- [What this task involves]
Every line from the one containing "The endpoint marks every instance of the dry" down to the last line of the listing below should be restated exactly, and nothing else.

- [Supplied material]
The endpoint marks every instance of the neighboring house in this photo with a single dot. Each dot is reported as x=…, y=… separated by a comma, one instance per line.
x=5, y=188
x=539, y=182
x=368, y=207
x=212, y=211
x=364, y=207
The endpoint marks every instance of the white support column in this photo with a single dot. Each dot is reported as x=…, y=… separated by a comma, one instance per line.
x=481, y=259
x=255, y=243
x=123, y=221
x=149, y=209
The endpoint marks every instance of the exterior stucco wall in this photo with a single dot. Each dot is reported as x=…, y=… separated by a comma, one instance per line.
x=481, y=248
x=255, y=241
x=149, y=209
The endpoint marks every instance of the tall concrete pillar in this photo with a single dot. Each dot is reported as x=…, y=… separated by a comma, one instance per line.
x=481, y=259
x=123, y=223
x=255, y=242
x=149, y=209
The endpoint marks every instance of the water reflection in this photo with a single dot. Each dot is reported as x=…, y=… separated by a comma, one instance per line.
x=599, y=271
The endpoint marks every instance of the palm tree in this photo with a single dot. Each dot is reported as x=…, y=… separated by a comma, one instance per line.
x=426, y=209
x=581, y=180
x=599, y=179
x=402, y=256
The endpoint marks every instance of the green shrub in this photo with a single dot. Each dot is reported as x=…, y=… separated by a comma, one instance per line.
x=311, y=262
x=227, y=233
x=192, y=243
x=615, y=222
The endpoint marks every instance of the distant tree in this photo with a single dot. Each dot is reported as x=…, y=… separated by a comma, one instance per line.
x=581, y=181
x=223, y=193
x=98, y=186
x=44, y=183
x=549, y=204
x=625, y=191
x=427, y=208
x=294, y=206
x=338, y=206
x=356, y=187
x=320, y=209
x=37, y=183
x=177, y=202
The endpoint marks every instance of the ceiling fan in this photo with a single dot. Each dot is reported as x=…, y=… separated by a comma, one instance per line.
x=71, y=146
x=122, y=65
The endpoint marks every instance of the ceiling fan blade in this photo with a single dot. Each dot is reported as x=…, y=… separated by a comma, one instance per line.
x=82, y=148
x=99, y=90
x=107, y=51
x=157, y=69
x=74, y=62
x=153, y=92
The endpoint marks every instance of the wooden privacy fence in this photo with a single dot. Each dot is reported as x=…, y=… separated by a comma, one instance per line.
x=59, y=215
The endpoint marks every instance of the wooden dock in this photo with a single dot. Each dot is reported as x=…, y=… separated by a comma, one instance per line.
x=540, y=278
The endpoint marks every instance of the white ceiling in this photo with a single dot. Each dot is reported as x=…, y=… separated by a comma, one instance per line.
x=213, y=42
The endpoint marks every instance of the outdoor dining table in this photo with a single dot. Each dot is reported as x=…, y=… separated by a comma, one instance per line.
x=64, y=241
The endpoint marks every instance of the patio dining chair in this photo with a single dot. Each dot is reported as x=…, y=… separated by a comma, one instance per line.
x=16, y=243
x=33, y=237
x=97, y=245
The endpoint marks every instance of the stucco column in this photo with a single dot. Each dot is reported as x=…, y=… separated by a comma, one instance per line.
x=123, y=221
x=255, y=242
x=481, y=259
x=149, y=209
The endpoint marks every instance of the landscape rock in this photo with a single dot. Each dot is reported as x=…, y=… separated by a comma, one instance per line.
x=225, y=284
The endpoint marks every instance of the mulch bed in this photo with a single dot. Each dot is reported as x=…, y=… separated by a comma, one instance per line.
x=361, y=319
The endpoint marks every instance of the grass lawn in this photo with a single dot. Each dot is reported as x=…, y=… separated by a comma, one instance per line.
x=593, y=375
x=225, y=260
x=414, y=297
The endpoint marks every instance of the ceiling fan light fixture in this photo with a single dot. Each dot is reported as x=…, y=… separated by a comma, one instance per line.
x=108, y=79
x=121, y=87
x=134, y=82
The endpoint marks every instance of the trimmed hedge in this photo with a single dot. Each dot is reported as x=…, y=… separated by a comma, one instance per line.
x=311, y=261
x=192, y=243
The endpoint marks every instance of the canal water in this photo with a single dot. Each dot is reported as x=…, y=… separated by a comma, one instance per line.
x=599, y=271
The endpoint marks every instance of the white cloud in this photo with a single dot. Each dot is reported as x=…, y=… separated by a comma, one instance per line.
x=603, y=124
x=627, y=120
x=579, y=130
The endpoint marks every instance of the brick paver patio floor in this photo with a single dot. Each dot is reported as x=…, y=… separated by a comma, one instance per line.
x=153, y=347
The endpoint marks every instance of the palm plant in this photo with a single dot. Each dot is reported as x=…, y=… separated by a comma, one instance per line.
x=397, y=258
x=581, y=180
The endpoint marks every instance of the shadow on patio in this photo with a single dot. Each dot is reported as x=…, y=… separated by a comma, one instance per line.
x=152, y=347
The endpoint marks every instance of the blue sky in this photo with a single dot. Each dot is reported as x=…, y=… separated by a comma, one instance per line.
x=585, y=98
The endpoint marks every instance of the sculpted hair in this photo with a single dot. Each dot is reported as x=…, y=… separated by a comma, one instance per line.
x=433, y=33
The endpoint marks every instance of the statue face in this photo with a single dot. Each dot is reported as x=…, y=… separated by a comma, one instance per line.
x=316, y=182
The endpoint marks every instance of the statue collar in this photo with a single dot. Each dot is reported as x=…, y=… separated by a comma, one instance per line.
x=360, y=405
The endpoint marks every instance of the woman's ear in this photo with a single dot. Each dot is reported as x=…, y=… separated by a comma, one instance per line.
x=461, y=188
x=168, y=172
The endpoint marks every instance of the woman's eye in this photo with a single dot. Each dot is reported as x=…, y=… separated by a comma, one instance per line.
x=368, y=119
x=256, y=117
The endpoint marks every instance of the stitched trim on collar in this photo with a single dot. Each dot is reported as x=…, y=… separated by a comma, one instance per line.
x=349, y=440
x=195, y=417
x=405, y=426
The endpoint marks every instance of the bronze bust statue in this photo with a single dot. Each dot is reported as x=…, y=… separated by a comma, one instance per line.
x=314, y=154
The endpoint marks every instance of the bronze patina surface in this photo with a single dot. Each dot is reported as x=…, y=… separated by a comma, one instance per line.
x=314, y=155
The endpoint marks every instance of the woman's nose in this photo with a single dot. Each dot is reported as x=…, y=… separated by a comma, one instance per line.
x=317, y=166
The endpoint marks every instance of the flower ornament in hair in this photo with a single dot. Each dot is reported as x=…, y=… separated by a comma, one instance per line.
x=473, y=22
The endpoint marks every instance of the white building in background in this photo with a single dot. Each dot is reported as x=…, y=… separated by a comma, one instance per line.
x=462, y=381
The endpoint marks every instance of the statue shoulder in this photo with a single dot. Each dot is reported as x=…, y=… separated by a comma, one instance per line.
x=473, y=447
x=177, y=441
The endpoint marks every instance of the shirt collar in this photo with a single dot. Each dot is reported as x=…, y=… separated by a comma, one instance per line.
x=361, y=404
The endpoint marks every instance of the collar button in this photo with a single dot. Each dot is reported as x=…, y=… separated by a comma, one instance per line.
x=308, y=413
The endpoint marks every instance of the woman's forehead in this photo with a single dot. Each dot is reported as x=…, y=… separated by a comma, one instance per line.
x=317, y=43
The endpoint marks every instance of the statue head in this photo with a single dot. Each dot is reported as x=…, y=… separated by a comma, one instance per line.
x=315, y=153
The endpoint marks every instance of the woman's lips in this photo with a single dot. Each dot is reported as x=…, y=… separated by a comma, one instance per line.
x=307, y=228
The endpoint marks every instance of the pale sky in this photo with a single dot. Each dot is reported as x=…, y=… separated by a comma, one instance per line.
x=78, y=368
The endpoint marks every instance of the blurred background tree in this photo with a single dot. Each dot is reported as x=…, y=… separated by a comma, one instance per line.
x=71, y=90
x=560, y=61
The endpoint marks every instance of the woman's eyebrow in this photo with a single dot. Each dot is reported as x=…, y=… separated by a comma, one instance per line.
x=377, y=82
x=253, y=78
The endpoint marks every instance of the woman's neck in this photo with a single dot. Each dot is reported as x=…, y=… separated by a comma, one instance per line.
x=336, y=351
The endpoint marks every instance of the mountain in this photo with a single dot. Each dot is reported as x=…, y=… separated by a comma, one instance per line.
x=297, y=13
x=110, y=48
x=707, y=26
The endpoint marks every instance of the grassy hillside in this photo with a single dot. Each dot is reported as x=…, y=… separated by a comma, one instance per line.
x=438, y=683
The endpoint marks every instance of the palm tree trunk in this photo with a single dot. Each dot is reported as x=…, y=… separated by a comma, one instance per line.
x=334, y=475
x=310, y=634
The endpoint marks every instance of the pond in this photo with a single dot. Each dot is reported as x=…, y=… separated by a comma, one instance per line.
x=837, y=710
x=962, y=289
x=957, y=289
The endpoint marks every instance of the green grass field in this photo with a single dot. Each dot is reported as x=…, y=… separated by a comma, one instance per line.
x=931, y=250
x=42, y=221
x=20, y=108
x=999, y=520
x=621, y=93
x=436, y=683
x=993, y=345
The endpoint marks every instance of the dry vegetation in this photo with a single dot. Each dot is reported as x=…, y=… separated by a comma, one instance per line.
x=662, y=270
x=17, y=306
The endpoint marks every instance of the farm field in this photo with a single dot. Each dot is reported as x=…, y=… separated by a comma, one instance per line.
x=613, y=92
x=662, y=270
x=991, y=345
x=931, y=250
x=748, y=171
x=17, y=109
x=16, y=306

- [Task solution]
The endpoint marks every instance of the dry vegetation in this photo with a single dot. Each dot is reported as x=…, y=… separated by a comma, one instance per line.
x=662, y=270
x=17, y=306
The endpoint marks every instance of the farm field in this photo with a single dot. Each dot is reported as x=…, y=… separated by a comma, one instance per line.
x=613, y=92
x=662, y=270
x=991, y=345
x=931, y=250
x=748, y=171
x=17, y=109
x=16, y=306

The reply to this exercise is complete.